Task set
[A] In the mailing list post about scraping piracy data, duplicate the part starting at "We used this" and ending at "the certificate file.".
[B] According to the mailing list post about scraping piracy data, what must you do on the IMO website before you can download the data?
[C] Resume the mailing list post about scraping piracy data from its final sentence onward.

Selected extract
-- Start --

[School-of-data] [ddj] Scraping piracy data from a map using OpenRefine

William Shubert (wshubert@INTERNEWS.ORG) wshubert at INTERNEWS.ORG
Mon Nov 10 02:13:58 UTC 2014

Hi everyone,

This is a fascinating thread. I’ve come across this issues multiple times and it’s great to have this workflow documented so beautifully.

I don’t want to be a wet blanket but this data is available on the IMO’s Global Integrated Shipping Information System<https://gisis.imo.org/Public/Default.aspx> website. You do have to register for an account but it is downloadable as an excel spreadsheet with coordinates and all relevant attributes included.

We used this IMO dataset for our Ekuatorial project to create a map of Ocean Commerce<http://ekuatorial.com/en/embed/?map_only=1&map_id=4959&width=960&height=480&lat=0.7470491450051796&lon=103.42529296875&zoom=6> in the area surrounding Indonesia including the Straights of Molucca and the South China Sea. Incident reports pop up upon click.

From: data-driven-journalism [mailto:data-driven-journalism-bounces at lists.okfn.org] On Behalf Of Thomas Levine
Sent: Sunday, November 09, 2014 6:56 AM
To: Mailing list for the School of Data, a joint initiative of the OKFN and P2PU; Tom Morris
Cc: List about Data Driven Journalism and Open Data in Journalism.
Subject: Re: [ddj] [School-of-data] Scraping piracy data from a map using OpenRefine

Or I'll write up the details of working around the SSL problem: Set the `verify` argument to `False` or to the name of the certificate file.

-- End --

Given entries

-- Start --

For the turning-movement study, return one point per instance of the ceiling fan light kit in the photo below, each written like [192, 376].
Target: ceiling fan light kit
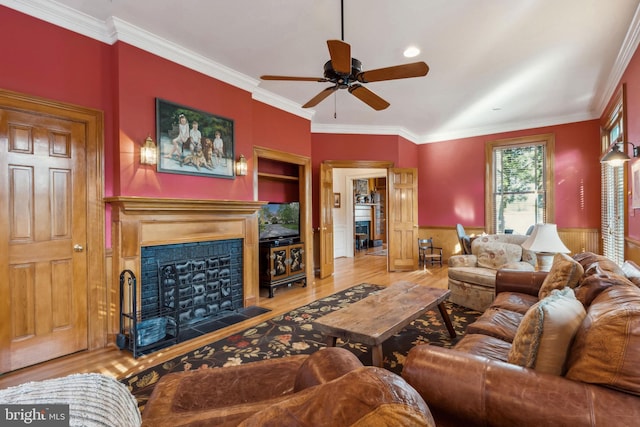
[345, 72]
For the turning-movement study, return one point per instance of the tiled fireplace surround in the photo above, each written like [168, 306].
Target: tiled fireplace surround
[139, 221]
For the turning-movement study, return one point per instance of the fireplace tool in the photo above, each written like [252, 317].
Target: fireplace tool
[122, 339]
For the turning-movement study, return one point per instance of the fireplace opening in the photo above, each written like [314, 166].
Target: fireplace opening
[187, 290]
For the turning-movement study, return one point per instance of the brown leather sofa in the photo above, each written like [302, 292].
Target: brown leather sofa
[328, 388]
[477, 384]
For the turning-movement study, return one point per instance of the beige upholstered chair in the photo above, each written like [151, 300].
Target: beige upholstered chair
[472, 277]
[427, 253]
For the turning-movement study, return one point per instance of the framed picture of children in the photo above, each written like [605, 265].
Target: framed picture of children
[194, 142]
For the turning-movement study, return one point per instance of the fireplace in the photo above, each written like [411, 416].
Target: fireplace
[201, 281]
[142, 224]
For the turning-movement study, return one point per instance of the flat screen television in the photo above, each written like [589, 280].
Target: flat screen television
[279, 220]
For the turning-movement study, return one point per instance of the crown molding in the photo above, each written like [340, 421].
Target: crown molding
[63, 16]
[626, 52]
[509, 127]
[282, 103]
[115, 29]
[150, 42]
[365, 130]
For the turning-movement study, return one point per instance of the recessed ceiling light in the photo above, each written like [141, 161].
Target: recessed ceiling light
[411, 51]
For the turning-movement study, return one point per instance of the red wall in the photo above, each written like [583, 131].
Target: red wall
[451, 173]
[44, 60]
[124, 81]
[631, 78]
[452, 177]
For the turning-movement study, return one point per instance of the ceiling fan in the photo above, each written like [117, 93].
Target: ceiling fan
[345, 72]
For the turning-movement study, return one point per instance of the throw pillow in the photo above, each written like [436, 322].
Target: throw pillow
[565, 271]
[605, 349]
[495, 254]
[546, 331]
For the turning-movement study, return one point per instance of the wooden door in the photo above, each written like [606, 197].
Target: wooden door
[43, 195]
[402, 209]
[326, 220]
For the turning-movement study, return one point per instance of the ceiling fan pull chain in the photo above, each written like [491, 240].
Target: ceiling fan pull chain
[342, 18]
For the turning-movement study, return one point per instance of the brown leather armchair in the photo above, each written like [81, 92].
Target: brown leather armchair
[329, 387]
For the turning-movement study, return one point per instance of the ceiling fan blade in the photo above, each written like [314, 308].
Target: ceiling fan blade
[415, 69]
[368, 97]
[319, 97]
[293, 78]
[340, 53]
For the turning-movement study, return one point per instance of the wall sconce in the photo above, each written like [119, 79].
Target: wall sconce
[241, 166]
[615, 157]
[148, 152]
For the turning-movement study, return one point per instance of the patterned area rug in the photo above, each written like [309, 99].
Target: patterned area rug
[292, 333]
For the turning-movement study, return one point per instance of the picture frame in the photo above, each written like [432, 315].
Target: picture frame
[194, 142]
[635, 182]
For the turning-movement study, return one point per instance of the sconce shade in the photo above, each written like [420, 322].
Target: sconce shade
[615, 157]
[241, 166]
[148, 152]
[545, 242]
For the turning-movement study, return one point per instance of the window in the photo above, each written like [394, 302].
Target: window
[613, 183]
[519, 183]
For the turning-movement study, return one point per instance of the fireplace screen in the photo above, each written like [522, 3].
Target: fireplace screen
[187, 288]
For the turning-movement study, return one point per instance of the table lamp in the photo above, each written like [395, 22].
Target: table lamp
[545, 242]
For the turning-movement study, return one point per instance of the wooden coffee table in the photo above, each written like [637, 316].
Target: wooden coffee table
[377, 317]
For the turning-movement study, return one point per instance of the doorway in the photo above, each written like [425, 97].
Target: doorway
[345, 216]
[52, 230]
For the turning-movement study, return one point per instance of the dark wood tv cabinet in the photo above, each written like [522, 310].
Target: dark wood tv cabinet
[281, 264]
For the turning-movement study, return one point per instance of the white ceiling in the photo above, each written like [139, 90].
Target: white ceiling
[495, 65]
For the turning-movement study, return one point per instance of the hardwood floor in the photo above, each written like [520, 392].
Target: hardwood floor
[362, 268]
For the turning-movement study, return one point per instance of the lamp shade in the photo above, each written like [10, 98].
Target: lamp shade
[615, 157]
[545, 239]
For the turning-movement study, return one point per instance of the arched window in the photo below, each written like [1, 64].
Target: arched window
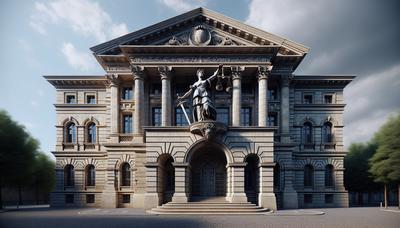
[90, 175]
[125, 174]
[277, 176]
[307, 132]
[308, 176]
[329, 175]
[69, 175]
[327, 132]
[70, 134]
[91, 133]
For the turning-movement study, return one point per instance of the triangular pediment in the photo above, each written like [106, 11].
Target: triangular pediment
[201, 27]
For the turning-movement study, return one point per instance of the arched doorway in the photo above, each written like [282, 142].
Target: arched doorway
[208, 172]
[166, 178]
[251, 178]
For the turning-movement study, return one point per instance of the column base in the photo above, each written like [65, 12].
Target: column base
[151, 200]
[267, 200]
[109, 199]
[238, 198]
[179, 198]
[290, 200]
[138, 200]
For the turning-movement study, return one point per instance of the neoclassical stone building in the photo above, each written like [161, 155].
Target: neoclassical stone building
[124, 139]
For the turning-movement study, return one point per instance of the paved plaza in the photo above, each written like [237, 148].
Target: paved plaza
[339, 217]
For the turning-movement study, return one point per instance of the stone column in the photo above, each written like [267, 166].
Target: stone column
[165, 73]
[181, 182]
[266, 196]
[151, 197]
[236, 94]
[138, 76]
[263, 73]
[238, 194]
[109, 196]
[285, 137]
[114, 123]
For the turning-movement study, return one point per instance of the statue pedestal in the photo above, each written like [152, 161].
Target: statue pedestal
[208, 129]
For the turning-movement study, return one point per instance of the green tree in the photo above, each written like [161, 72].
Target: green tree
[356, 177]
[385, 164]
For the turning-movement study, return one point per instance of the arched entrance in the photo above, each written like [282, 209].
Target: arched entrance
[166, 178]
[251, 178]
[208, 172]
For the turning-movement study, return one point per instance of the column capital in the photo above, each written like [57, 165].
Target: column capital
[165, 72]
[264, 71]
[137, 72]
[286, 79]
[112, 79]
[237, 72]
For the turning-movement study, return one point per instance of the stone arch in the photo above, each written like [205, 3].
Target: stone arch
[69, 120]
[200, 143]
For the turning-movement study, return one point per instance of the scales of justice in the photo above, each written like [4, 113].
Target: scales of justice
[204, 112]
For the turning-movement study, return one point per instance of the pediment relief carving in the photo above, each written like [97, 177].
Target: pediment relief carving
[201, 35]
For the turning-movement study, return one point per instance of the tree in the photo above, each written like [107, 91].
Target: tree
[385, 164]
[356, 177]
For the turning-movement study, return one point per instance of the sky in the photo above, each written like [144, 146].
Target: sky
[345, 37]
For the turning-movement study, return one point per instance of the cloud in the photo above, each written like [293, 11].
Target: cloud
[345, 37]
[183, 5]
[84, 17]
[366, 109]
[78, 60]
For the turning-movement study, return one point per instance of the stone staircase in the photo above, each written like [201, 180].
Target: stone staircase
[209, 207]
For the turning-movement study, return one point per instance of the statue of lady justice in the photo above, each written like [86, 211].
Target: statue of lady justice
[203, 107]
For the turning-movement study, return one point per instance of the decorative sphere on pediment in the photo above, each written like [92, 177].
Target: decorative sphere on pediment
[200, 36]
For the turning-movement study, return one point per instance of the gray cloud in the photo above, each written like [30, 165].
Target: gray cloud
[345, 37]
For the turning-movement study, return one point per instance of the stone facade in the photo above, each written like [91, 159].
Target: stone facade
[122, 141]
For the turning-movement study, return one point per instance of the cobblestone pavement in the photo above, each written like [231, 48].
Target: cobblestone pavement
[75, 218]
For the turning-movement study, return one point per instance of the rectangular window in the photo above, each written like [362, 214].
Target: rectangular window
[127, 124]
[70, 99]
[328, 99]
[307, 99]
[245, 116]
[272, 94]
[90, 99]
[223, 115]
[127, 93]
[126, 198]
[90, 198]
[180, 118]
[156, 116]
[156, 89]
[328, 198]
[307, 198]
[272, 119]
[247, 89]
[69, 198]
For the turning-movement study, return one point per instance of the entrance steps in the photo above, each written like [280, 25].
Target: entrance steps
[209, 208]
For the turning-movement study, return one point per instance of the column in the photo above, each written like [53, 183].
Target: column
[263, 73]
[266, 196]
[285, 80]
[181, 182]
[109, 196]
[236, 94]
[114, 96]
[165, 73]
[238, 194]
[151, 198]
[138, 75]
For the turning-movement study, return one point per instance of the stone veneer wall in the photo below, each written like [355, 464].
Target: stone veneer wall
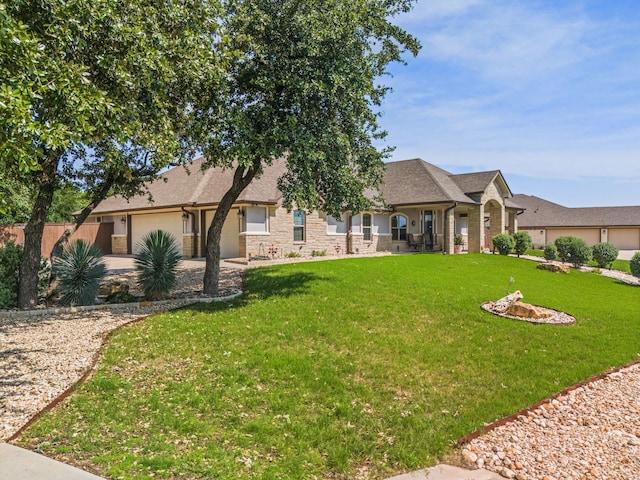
[119, 244]
[280, 238]
[187, 244]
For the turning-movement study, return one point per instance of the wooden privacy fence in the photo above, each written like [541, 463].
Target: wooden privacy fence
[96, 233]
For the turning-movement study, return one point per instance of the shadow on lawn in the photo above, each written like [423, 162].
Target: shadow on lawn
[266, 282]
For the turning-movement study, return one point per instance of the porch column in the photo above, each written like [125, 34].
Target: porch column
[513, 222]
[449, 230]
[496, 220]
[476, 240]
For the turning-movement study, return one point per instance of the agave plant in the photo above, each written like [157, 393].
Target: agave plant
[79, 270]
[156, 261]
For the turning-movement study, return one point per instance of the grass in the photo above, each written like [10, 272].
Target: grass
[336, 369]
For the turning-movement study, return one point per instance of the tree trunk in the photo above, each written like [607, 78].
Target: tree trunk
[100, 195]
[30, 264]
[241, 178]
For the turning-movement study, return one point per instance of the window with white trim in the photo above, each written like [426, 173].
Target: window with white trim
[298, 225]
[398, 227]
[366, 227]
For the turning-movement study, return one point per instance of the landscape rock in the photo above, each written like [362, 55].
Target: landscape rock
[111, 287]
[554, 267]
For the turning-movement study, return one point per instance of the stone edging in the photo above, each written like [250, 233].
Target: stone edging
[90, 369]
[115, 306]
[514, 416]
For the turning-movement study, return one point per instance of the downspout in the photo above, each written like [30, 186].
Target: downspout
[349, 234]
[446, 220]
[194, 247]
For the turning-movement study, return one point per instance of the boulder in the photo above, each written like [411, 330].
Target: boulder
[112, 287]
[526, 310]
[502, 305]
[554, 267]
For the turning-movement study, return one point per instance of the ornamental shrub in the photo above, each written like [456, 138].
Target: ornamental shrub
[550, 252]
[562, 244]
[579, 251]
[604, 254]
[634, 264]
[10, 257]
[522, 242]
[156, 263]
[504, 243]
[79, 270]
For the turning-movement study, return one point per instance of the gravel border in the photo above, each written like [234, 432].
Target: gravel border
[44, 356]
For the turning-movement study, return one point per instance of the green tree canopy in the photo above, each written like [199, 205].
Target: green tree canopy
[95, 92]
[302, 84]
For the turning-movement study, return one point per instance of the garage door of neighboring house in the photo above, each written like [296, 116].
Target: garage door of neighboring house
[589, 235]
[230, 241]
[143, 224]
[625, 238]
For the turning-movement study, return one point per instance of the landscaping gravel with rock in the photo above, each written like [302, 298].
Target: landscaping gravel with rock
[591, 432]
[42, 356]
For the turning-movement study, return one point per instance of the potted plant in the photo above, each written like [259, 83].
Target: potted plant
[458, 243]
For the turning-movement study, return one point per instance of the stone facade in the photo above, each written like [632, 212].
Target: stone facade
[119, 244]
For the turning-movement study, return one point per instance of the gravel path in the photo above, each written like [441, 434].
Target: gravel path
[592, 432]
[41, 357]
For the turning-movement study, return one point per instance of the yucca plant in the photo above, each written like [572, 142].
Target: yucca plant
[156, 261]
[79, 270]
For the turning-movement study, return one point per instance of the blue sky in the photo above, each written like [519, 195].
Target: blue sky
[548, 92]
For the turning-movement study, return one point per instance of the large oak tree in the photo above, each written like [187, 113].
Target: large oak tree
[302, 84]
[95, 92]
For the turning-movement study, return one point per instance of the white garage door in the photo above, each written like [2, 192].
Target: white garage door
[143, 224]
[589, 235]
[625, 238]
[230, 241]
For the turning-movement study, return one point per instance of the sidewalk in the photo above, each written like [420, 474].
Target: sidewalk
[17, 463]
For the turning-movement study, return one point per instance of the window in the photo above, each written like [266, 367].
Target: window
[398, 227]
[336, 225]
[366, 226]
[298, 226]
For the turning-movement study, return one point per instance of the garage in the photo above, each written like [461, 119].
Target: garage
[589, 235]
[143, 224]
[625, 238]
[230, 242]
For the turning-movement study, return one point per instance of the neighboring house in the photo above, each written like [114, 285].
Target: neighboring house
[425, 203]
[545, 221]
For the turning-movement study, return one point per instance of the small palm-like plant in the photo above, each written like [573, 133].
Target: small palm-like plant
[156, 263]
[79, 270]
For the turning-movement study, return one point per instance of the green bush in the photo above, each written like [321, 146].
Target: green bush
[156, 264]
[550, 252]
[579, 251]
[504, 243]
[634, 264]
[562, 244]
[10, 257]
[604, 254]
[522, 242]
[79, 270]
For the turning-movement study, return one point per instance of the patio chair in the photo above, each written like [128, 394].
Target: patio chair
[415, 241]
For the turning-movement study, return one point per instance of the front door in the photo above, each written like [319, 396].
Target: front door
[428, 229]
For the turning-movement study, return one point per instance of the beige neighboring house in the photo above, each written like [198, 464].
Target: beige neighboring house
[428, 207]
[545, 221]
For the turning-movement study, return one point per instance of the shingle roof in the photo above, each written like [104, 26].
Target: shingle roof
[407, 182]
[542, 213]
[181, 186]
[415, 181]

-- End --

Answer list
[A]
We used this IMO dataset for our Ekuatorial project to create a map of Ocean Commerce<http://ekuatorial.com/en/embed/?map_only=1&map_id=4959&width=960&height=480&lat=0.7470491450051796&lon=103.42529296875&zoom=6> in the area surrounding Indonesia including the Straights of Molucca and the South China Sea. Incident reports pop up upon click.

From: data-driven-journalism [mailto:data-driven-journalism-bounces at lists.okfn.org] On Behalf Of Thomas Levine
Sent: Sunday, November 09, 2014 6:56 AM
To: Mailing list for the School of Data, a joint initiative of the OKFN and P2PU; Tom Morris
Cc: List about Data Driven Journalism and Open Data in Journalism.
Subject: Re: [ddj] [School-of-data] Scraping piracy data from a map using OpenRefine

Or I'll write up the details of working around the SSL problem: Set the `verify` argument to `False` or to the name of the certificate file.

[B] Register for an account.

[C]
On November 8, 2014 11:21:11 AM PST, Tom Morris <tfmorris at gmail.com<mailto:tfmorris at gmail.com>> wrote:
[Pulling this into its own thread]

On Fri, Nov 7, 2014 at 1:05 PM, Idoia Sota <idoiasota at gmail.com<mailto:idoiasota at gmail.com>> wrote:
Dear All,

    I'm trying to scrape this map with no success at all: https://www.icc-ccs.org/piracy-reporting-centre/live-piracy-map/piracy-map-2013 and https://www.icc-ccs.org/piracy-reporting-centre/live-piracy-map

     There are two levels of information in it: the one on the tooltip and the one on the link that appears on the tooltip.

     I've tryed ScraperWiki (Json), but it gives me an error (I don't even know if it makes sense to use it). And then tryed to code on scraperwiki, but getting the html code gave this error (image attached). I seems I need to have some certificate for the page. Nevertheless, I can see all the data when I clic on "see the html code of this page". (image 2 attached)

   Can anybody tell me what would it be the best to do with this? Can you help me? Thank you so much!


You can get the basic data by using View Source in your browser on the page, locating the JSON map data and pasting it into OpenRefine using the Clipboard source for the Create Project dialog.  It'll parse the JSON automatically and you can then use its UI to split apart fields with multiple types of data (e.g. the HTML detail for the map popup) and fetch the contains of the detailed incident page.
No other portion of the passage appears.